• [Text excerpt]:
──────────
6% of Republicans have strong unfavorables of him.

So that means those loudmouths who hate and hate on the internet about him are those 6%, and the other 94% we can reach.

----------


## Jack Bauer

> Hi! I'm the forum moron.  What is this "political class" of republicans?  Are they supposed to be our elected republican leaders?


Its not the political class of republicans, its just the political class.

Its defined on how they answered the last 3 questions I believe.

----------


## freshjiva

> considering the fact that in the 2008 election cycle many of his supporters were college students... these same students will have graduated by 2012 and will be making more money than any other time in their life.  And guess what!  They will all still support paul and will donate their asses off especially since he is more viable this go round.  I for one will have graduated law school and will donate the maximum.. whereas last time 2008 i was still in law school and was only able to do 300.  
> 
> It will be a huge deal... 20 million donated in 1 day!  etc etc...


Yup! I'm one of them! Graduated in 2007, but have put together a decent savings since then.

I only have a modest savings, but I'm willing to donate some substantial amounts to RON PAUL 2012! I have three friends who would also do the same.

LETS MAKE THIS HAPPEN!

The Good Doctor 2012

----------


## TC95

> I answered that on page 24:
> 
> http://www.ronpaulforums.com/showthr...57#post2645257


Thanks.

----------


## DirtMcGirt

+1

----------


## anaconda

> SHOCK POLL: 2012 Presidential Election Match-Up
> 
> Barack Obama 42%
> Ron Paul 41%
> 
> Developing....
> 
> http://drudgereport.com/
> 
> ...
──────────
• [Data entries]:
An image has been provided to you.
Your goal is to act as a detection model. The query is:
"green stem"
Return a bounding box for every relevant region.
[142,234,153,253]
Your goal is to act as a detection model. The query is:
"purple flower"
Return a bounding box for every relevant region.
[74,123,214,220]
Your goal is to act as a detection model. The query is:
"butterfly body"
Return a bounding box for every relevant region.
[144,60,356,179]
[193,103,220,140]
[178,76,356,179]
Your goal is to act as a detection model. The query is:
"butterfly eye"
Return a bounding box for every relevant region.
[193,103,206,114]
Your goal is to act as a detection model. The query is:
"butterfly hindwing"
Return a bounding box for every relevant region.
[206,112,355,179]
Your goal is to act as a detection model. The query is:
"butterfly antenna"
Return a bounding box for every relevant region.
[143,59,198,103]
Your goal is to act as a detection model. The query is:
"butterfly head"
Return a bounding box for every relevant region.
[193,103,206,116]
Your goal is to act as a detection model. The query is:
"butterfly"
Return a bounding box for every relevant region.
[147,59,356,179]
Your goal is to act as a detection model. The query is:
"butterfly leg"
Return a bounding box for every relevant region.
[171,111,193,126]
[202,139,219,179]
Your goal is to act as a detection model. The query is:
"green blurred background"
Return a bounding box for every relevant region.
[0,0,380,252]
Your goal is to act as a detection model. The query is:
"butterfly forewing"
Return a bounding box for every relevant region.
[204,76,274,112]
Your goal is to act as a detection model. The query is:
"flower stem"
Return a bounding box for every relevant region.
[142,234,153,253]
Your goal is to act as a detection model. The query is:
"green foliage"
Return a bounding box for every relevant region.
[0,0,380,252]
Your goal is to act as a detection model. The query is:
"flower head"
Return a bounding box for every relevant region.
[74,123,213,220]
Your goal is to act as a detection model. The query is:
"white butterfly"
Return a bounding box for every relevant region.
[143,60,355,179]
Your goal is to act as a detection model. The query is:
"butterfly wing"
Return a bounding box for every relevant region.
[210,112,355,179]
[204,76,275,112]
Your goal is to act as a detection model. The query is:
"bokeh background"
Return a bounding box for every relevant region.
──────────
• [What this task involves]: Could you reproduce the forum thread starting at "So that means" and ending at "the political class.", substituting "ruling class" for "political class"?

• [Solution for this problem]:
So that means those loudmouths who hate and hate on the internet about him are those 6%, and the other 94% we can reach.

----------


## Jack Bauer

> Hi! I'm the forum moron.  What is this "ruling class" of republicans?  Are they supposed to be our elected republican leaders?


Its not the ruling class of republicans, its just the ruling class.